*** Opening of DATA ***

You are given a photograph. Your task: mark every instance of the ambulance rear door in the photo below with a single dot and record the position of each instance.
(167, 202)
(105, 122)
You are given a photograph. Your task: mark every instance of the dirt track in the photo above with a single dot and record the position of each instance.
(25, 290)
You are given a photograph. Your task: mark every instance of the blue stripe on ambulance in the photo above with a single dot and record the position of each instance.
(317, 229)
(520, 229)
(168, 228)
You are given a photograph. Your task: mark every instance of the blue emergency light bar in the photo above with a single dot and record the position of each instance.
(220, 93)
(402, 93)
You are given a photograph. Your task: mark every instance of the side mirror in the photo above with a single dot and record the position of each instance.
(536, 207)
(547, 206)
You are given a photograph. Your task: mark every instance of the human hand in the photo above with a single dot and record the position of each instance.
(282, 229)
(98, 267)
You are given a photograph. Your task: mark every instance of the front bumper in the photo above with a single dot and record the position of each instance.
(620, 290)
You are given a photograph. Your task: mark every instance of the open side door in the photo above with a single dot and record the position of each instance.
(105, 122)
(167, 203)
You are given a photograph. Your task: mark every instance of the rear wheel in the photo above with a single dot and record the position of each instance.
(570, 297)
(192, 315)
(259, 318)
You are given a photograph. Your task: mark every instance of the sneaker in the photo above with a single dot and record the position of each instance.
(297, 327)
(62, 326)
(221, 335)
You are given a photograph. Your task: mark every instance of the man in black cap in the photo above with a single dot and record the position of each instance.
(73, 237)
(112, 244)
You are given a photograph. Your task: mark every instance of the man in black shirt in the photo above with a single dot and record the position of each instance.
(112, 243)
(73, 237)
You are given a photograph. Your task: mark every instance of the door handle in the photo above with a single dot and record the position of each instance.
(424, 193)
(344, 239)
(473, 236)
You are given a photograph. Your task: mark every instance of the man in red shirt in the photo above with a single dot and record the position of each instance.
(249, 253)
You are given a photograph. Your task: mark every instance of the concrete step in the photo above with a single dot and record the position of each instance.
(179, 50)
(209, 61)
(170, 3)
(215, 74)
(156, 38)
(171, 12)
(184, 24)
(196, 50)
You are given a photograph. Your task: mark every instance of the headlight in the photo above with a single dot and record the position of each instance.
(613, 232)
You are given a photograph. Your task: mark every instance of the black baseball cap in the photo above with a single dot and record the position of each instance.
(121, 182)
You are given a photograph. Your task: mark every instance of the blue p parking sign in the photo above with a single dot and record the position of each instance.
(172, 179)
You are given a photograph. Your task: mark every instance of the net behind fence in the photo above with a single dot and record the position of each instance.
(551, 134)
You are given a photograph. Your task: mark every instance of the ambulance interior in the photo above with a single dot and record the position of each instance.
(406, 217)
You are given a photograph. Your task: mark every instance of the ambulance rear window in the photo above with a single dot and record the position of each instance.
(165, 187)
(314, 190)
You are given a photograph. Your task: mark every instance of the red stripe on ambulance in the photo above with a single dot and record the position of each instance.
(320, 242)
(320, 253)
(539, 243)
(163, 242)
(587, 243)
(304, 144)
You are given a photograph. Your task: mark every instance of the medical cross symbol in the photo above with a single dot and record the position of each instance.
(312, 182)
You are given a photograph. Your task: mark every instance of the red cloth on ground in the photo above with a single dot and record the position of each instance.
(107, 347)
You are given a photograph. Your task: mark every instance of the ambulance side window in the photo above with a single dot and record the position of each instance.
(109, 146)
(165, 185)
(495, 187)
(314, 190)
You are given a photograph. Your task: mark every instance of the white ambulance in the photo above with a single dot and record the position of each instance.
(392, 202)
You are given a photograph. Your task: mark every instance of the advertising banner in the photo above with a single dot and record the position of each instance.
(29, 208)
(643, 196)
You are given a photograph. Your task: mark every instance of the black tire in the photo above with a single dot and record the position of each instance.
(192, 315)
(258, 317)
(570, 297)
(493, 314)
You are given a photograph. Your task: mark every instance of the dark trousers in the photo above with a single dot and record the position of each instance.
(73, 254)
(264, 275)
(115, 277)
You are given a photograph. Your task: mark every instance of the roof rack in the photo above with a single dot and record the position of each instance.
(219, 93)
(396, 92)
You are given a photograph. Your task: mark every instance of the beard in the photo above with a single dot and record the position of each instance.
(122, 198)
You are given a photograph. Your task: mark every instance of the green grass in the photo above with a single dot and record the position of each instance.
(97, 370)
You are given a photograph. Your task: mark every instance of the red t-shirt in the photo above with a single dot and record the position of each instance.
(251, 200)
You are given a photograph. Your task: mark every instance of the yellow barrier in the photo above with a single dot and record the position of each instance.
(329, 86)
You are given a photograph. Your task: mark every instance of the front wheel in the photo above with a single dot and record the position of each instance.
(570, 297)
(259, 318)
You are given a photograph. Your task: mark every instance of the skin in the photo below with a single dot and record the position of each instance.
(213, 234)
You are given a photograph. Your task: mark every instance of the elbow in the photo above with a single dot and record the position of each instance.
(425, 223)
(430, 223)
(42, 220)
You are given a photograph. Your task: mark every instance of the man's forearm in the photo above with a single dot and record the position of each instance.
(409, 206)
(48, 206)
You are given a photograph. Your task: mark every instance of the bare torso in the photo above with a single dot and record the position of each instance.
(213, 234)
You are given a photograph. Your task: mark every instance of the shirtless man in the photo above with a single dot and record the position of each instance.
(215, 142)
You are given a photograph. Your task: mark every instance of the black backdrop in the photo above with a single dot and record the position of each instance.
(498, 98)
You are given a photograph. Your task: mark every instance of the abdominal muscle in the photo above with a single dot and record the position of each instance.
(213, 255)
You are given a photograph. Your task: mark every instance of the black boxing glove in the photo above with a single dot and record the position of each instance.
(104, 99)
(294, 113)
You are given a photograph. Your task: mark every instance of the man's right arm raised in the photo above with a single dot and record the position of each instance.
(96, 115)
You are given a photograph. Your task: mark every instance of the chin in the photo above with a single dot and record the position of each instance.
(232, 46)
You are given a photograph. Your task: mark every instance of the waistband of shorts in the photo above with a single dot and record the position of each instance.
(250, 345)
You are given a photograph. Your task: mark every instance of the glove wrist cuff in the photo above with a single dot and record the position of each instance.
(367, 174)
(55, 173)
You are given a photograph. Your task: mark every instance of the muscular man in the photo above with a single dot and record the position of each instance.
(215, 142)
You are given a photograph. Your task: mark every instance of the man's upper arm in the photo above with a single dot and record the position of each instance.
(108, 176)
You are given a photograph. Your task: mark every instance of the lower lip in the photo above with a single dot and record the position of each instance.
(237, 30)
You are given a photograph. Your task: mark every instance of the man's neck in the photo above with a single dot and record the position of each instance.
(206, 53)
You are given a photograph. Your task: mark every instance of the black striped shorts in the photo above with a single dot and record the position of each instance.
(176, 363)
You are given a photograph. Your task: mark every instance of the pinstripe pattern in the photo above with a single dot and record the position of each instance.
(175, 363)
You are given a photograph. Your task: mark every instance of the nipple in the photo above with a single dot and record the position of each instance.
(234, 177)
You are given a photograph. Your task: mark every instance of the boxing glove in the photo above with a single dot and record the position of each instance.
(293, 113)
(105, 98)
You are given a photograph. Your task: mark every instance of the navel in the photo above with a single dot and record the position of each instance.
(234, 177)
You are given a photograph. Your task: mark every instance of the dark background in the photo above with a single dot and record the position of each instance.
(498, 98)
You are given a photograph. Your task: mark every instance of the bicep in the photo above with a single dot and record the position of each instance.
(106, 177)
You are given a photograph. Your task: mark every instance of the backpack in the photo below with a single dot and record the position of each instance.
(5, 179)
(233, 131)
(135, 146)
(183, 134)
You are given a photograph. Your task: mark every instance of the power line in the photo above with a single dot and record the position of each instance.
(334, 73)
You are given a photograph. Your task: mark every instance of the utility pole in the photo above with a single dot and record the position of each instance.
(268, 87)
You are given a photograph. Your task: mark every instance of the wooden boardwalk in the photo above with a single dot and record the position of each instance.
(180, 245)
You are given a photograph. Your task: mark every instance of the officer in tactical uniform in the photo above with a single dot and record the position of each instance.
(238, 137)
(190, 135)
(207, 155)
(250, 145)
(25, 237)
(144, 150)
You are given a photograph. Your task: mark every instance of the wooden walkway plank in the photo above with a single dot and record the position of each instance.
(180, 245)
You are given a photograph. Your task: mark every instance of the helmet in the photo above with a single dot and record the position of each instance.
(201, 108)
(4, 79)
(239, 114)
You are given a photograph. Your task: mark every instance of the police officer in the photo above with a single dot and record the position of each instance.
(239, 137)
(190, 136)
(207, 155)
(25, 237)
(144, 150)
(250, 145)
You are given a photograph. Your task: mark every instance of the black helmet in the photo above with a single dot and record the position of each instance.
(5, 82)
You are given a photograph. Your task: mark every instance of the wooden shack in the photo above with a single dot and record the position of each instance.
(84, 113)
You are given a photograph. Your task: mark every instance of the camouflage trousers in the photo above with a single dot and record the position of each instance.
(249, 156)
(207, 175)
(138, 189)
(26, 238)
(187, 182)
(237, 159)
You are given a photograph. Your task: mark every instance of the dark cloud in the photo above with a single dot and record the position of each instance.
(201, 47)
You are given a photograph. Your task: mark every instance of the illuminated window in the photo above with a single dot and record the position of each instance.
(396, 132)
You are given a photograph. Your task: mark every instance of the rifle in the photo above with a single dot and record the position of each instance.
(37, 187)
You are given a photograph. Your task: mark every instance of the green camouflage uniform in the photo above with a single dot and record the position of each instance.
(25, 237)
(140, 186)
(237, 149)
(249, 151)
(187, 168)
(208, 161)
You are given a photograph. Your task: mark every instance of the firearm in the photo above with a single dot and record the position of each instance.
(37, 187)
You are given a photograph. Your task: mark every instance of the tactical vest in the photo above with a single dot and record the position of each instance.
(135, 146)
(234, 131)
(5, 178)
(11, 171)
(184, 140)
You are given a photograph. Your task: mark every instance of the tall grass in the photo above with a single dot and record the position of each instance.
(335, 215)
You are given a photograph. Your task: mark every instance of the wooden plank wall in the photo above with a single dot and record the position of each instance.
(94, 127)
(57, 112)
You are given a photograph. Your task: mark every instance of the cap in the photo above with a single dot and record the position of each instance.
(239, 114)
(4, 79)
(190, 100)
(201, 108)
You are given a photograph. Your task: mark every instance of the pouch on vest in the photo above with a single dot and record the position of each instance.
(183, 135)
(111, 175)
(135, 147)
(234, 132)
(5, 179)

*** Close of DATA ***

THE PROBLEM
Copy only the stretch running from the line containing "of the pouch" to the final line of the entries, both ends included, exactly as it stands.

WRITTEN REPLY
You are given a photograph. Your task: mark every instance of the pouch on vest in the photo above with a single dot and record the position of each instance.
(183, 135)
(111, 175)
(135, 147)
(234, 132)
(5, 179)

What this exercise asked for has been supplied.